**What the task asks**.
Reproduce every line of the records below word for word, without altering anything.

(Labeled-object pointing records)
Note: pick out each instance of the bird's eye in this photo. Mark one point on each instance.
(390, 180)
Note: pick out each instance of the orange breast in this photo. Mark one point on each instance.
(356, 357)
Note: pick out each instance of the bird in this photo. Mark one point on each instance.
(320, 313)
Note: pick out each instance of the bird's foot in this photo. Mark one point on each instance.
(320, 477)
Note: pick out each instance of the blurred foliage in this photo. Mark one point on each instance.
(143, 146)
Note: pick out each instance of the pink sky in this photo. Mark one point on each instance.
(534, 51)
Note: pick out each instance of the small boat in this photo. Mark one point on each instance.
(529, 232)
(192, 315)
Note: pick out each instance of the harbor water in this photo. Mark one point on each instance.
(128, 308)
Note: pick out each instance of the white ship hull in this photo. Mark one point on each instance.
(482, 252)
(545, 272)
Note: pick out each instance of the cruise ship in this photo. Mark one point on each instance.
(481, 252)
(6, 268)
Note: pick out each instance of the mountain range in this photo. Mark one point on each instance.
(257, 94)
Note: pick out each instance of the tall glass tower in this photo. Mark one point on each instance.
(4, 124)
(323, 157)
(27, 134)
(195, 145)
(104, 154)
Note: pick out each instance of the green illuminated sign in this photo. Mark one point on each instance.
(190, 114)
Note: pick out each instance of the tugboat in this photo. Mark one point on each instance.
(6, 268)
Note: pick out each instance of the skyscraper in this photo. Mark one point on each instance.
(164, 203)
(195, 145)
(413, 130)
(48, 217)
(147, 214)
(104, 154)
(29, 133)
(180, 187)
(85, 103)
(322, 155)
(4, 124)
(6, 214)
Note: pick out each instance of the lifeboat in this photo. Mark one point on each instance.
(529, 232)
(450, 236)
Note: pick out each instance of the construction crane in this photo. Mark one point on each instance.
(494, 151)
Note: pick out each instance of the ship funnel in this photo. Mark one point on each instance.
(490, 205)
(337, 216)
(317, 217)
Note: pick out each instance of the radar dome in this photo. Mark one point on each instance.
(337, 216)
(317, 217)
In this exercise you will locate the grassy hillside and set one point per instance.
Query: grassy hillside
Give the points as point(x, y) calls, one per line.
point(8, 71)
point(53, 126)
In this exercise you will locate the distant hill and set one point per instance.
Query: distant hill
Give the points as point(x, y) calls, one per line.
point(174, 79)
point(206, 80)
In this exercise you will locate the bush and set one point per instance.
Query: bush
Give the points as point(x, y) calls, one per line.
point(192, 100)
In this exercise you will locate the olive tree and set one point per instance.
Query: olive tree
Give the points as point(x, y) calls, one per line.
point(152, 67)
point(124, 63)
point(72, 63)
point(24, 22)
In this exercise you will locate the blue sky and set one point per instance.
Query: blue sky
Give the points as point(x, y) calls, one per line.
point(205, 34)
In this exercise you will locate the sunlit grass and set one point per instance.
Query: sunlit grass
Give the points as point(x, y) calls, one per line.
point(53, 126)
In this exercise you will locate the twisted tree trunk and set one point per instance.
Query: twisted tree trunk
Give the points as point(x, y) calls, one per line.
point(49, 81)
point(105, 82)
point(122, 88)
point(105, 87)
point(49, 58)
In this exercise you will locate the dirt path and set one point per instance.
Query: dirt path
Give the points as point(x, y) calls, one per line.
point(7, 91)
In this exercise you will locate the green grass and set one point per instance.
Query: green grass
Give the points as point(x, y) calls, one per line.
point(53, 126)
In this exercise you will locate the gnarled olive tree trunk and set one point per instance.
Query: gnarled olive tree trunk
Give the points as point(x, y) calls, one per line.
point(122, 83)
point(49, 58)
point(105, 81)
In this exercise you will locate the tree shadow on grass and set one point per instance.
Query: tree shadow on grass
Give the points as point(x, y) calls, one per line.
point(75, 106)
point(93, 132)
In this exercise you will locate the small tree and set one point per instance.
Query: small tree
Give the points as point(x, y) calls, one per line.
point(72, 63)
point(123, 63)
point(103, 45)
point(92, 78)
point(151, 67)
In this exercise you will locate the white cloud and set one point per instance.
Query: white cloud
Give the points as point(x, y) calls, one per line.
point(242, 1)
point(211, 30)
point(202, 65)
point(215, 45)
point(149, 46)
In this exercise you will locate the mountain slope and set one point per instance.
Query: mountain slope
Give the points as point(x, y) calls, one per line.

**Result for this task**.
Note: pick out each instance of the bird's eye in this photo. Mark one point on each instance.
(390, 180)
Note: pick out each instance of the orange breast in this photo. Mark one point on each instance.
(356, 357)
Note: pick out each instance of the bird in this photo. Mark one point on each instance.
(320, 313)
Note: pick out each instance of the bird's foot in this photo. Mark one point on each instance.
(320, 477)
Note: pick out each instance of the blurred foliage in this photo. Mark one point on each instance.
(143, 146)
Note: pick out each instance of the pink sky in this photo. Mark one point on each instance.
(534, 51)
Note: pick out each instance of the small boat in this photo. Mark one point on each instance.
(529, 232)
(192, 315)
Note: pick out each instance of the harbor water in this photo. Mark one point on each instance.
(128, 308)
Note: pick out each instance of the white ship hull in this photo. Mark one point on each instance.
(482, 252)
(545, 272)
Note: pick out each instance of the cruise ship in this photo. Mark one point on each instance.
(481, 252)
(6, 268)
Note: pick out each instance of the mountain range in this photo. Mark one point on each instance.
(257, 94)
Note: pick out each instance of the tall glass tower in this photo. Mark one point on each instance.
(4, 124)
(323, 157)
(27, 134)
(195, 145)
(104, 154)
Note: pick out each instance of the green illuminated sign in this photo. Mark one point on each instance.
(190, 114)
Note: pick out each instance of the tugboat in this photo. Mark one point on each instance.
(6, 268)
Note: pick out each instance of the skyscraper in this photo. Mark one point on each instance.
(164, 203)
(195, 145)
(413, 130)
(48, 217)
(147, 214)
(104, 154)
(29, 133)
(180, 187)
(85, 103)
(322, 155)
(4, 124)
(6, 214)
Note: pick out each instance of the lifeboat in this photo. Mark one point on each instance.
(529, 232)
(450, 236)
Note: pick out each instance of the construction crane in this photo. Mark one point on each instance.
(494, 151)
Note: pick out each instance of the ship funnel in this photo. Mark one point on each instance.
(490, 205)
(337, 216)
(317, 217)
Note: pick out each instance of the radar dome in this photo. Mark one point on each instance.
(337, 216)
(317, 217)
In this exercise you will locate the grassy hillside and set one point per instance.
Query: grassy hillside
Give the points as point(x, y) calls, one per line.
point(8, 71)
point(53, 126)
In this exercise you will locate the distant hill and set one point per instance.
Query: distant hill
Give the points as point(x, y) calls, one per line.
point(174, 79)
point(206, 80)
In this exercise you will locate the bush and set one point per instance.
Query: bush
Give the points as point(x, y) calls, one per line.
point(192, 100)
In this exercise you will locate the olive tree and set one point per instance.
Query: olive tree
Give the points as point(x, y) calls, one per line.
point(152, 67)
point(124, 63)
point(72, 63)
point(24, 22)
In this exercise you will locate the blue sky and set one point per instance.
Query: blue sky
Give the points as point(x, y) calls, one per line.
point(205, 34)
In this exercise you will locate the sunlit grass and set one point per instance.
Query: sunlit grass
Give the points as point(x, y) calls, one per line.
point(53, 126)
In this exercise you will locate the twisted tree trunk and set one point per instance.
Query: twisted tree trunk
Give the points as point(x, y) calls, one per line.
point(49, 81)
point(105, 82)
point(122, 88)
point(105, 87)
point(49, 58)
In this exercise you will locate the dirt path and set one point per instance.
Query: dirt path
Give the points as point(x, y) calls, one per line.
point(7, 91)
In this exercise you will locate the green grass and set one point per instance.
Query: green grass
Give the points as point(x, y) calls, one per line.
point(53, 126)
In this exercise you will locate the gnarled olive tree trunk and set one point per instance.
Query: gnarled olive tree trunk
Give the points as point(x, y) calls, one per line.
point(122, 83)
point(49, 58)
point(105, 81)
In this exercise you will locate the tree shadow on grass and set one point per instance.
Query: tree shadow on grass
Give the points as point(x, y) calls, one per line.
point(75, 106)
point(93, 132)
In this exercise you will locate the small tree and set one point per instance.
Query: small tree
Give the points as point(x, y) calls, one per line.
point(72, 63)
point(123, 63)
point(103, 45)
point(92, 78)
point(151, 67)
In this exercise you will locate the white cloud and set one point per instance.
Query: white cloud
Give the points as point(x, y) calls, one per line.
point(242, 1)
point(211, 30)
point(202, 65)
point(215, 45)
point(149, 46)
In this exercise you will locate the mountain slope and set one point per instance.
Query: mountain slope
Give the points as point(x, y) calls, one per line.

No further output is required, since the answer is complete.